GIVEN TASK: State how many lines in the entries below contain the string "wooden", where uppercase and lowercase letters count as different. Give only the number.

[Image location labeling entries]
START
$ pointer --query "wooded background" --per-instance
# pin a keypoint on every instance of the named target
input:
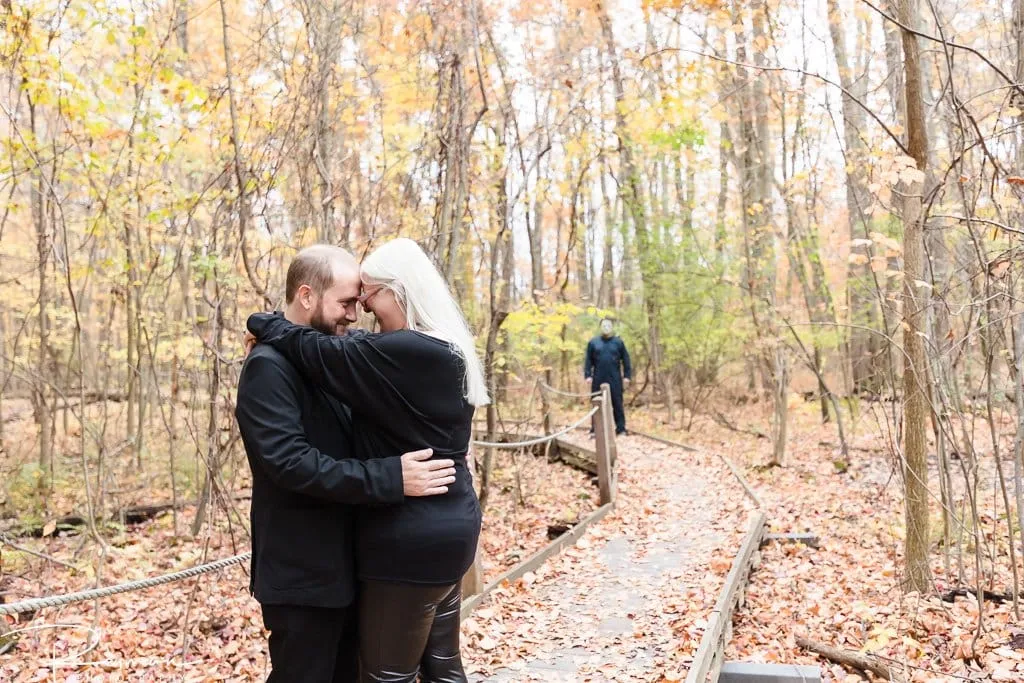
(770, 196)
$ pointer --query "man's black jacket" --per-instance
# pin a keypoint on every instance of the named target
(299, 445)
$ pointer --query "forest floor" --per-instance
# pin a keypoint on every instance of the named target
(846, 593)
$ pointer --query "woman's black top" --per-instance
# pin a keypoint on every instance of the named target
(406, 390)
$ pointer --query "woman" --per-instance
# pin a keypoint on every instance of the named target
(413, 385)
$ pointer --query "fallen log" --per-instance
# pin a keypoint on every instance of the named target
(991, 596)
(850, 658)
(135, 514)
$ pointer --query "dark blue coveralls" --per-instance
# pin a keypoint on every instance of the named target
(602, 364)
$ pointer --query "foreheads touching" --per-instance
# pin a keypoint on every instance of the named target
(323, 288)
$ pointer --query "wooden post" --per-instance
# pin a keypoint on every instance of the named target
(612, 445)
(603, 442)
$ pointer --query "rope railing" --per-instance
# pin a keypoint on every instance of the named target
(108, 591)
(568, 393)
(540, 439)
(105, 592)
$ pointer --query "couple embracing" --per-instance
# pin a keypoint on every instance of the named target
(364, 513)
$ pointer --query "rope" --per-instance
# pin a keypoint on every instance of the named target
(532, 441)
(570, 395)
(96, 593)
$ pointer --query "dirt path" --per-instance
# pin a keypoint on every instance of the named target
(629, 601)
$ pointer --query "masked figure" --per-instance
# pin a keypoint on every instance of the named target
(607, 361)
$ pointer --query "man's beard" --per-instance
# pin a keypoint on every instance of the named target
(320, 323)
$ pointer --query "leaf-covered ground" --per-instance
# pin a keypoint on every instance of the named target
(209, 629)
(628, 603)
(847, 593)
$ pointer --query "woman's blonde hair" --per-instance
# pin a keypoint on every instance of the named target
(403, 267)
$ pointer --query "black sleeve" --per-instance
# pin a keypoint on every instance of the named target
(269, 418)
(588, 360)
(627, 366)
(352, 368)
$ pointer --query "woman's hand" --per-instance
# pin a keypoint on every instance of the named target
(250, 342)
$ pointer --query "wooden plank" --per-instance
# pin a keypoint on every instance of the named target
(749, 672)
(574, 456)
(809, 540)
(708, 659)
(728, 463)
(538, 558)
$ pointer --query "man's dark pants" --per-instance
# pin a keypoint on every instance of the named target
(616, 409)
(321, 642)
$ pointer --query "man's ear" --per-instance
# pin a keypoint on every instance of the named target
(306, 297)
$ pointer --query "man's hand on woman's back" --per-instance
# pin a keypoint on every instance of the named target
(422, 476)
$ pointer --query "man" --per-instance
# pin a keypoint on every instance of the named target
(298, 441)
(607, 361)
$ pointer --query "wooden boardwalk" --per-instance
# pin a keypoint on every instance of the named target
(632, 599)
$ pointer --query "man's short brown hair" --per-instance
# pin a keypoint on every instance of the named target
(313, 266)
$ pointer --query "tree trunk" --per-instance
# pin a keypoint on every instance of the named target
(42, 394)
(918, 577)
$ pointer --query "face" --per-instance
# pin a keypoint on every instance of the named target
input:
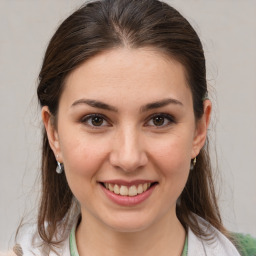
(126, 123)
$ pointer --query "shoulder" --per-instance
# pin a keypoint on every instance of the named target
(246, 244)
(214, 244)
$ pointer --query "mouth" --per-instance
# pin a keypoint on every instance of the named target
(130, 190)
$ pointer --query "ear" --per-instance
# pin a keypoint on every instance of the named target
(201, 129)
(52, 132)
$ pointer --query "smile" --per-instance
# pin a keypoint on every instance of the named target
(123, 190)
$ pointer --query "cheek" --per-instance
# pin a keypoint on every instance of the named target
(82, 159)
(172, 156)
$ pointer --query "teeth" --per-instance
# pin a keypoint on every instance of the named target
(140, 189)
(133, 191)
(110, 187)
(124, 191)
(127, 191)
(116, 189)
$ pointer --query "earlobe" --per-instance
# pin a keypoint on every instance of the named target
(201, 129)
(51, 131)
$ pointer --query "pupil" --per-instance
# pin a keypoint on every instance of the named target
(97, 121)
(158, 121)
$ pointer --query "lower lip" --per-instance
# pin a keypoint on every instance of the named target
(128, 200)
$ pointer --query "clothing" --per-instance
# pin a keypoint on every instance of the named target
(219, 245)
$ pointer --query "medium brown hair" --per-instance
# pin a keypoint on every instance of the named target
(99, 26)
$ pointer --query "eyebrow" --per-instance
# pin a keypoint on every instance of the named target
(161, 103)
(95, 104)
(147, 107)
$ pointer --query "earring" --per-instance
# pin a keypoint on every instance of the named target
(192, 164)
(59, 168)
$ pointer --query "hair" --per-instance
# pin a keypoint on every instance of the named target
(108, 24)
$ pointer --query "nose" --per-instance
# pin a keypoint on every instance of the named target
(128, 151)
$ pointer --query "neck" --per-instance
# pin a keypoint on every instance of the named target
(166, 237)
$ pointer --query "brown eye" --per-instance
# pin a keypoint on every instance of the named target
(97, 121)
(161, 120)
(158, 120)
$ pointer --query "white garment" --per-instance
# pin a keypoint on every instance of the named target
(219, 245)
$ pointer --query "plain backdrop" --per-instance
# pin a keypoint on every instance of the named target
(227, 29)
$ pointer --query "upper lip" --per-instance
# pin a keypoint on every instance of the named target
(127, 183)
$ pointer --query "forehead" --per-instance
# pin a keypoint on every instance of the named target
(145, 74)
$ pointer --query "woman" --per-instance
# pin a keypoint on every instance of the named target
(125, 165)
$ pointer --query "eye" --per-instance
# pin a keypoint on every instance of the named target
(95, 120)
(160, 120)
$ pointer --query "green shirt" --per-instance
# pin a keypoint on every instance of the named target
(245, 244)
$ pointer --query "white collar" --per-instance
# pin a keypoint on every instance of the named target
(219, 245)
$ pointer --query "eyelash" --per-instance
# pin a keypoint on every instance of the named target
(89, 118)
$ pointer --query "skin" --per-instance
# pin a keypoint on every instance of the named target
(128, 145)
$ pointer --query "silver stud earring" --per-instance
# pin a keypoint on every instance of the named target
(59, 168)
(192, 164)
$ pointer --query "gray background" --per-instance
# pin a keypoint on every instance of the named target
(228, 31)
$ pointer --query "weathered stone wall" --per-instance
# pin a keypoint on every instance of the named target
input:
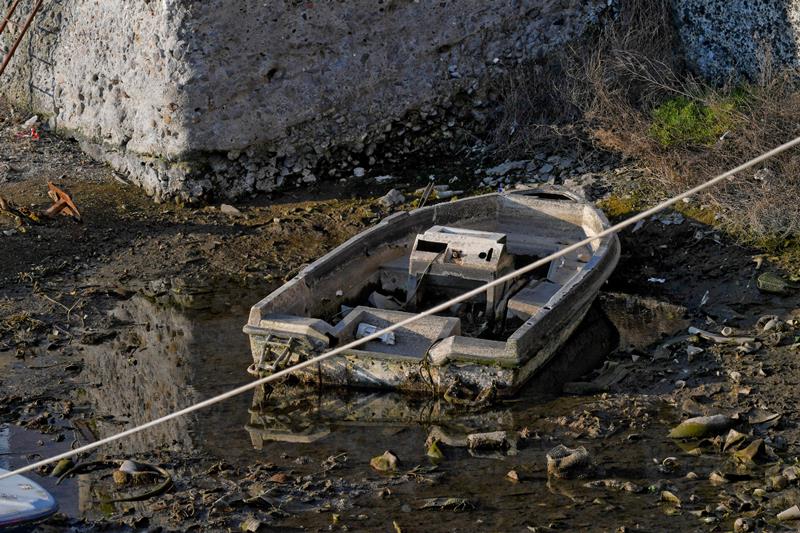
(227, 97)
(232, 96)
(725, 39)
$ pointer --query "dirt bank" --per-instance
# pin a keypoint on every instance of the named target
(138, 311)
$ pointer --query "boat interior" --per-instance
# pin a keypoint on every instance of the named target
(440, 259)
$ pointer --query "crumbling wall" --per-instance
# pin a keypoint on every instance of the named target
(725, 39)
(108, 72)
(233, 96)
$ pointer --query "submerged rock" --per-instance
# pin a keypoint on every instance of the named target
(702, 426)
(384, 463)
(568, 463)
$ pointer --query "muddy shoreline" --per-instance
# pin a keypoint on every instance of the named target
(138, 311)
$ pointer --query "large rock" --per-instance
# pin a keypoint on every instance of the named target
(728, 38)
(233, 96)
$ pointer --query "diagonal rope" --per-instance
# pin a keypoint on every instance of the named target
(441, 307)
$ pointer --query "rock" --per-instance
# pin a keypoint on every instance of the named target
(384, 463)
(702, 426)
(754, 451)
(732, 440)
(494, 440)
(448, 504)
(792, 513)
(505, 168)
(778, 483)
(434, 452)
(742, 525)
(31, 122)
(567, 463)
(120, 478)
(691, 351)
(670, 498)
(392, 198)
(229, 210)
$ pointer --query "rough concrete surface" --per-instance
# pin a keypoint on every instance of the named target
(237, 96)
(724, 39)
(229, 97)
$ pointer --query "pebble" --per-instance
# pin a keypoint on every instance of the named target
(392, 198)
(229, 210)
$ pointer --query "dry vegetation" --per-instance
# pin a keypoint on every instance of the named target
(626, 89)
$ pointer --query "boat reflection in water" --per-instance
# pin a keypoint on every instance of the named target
(303, 415)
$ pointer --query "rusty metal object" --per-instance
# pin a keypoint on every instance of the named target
(21, 35)
(9, 15)
(62, 203)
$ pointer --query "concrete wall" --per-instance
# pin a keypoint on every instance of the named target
(232, 96)
(724, 39)
(227, 97)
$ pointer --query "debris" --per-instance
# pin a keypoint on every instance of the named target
(670, 498)
(120, 478)
(62, 466)
(755, 450)
(392, 198)
(229, 210)
(495, 440)
(448, 504)
(772, 283)
(671, 218)
(384, 463)
(567, 463)
(365, 330)
(692, 350)
(719, 339)
(31, 122)
(434, 452)
(504, 168)
(615, 484)
(792, 513)
(62, 203)
(702, 426)
(381, 301)
(733, 439)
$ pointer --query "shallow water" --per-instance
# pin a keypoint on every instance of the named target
(173, 352)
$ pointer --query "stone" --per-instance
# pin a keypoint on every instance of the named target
(505, 168)
(384, 463)
(229, 210)
(701, 426)
(392, 198)
(230, 97)
(568, 463)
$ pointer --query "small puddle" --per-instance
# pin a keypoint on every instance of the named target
END
RESPONSE: 3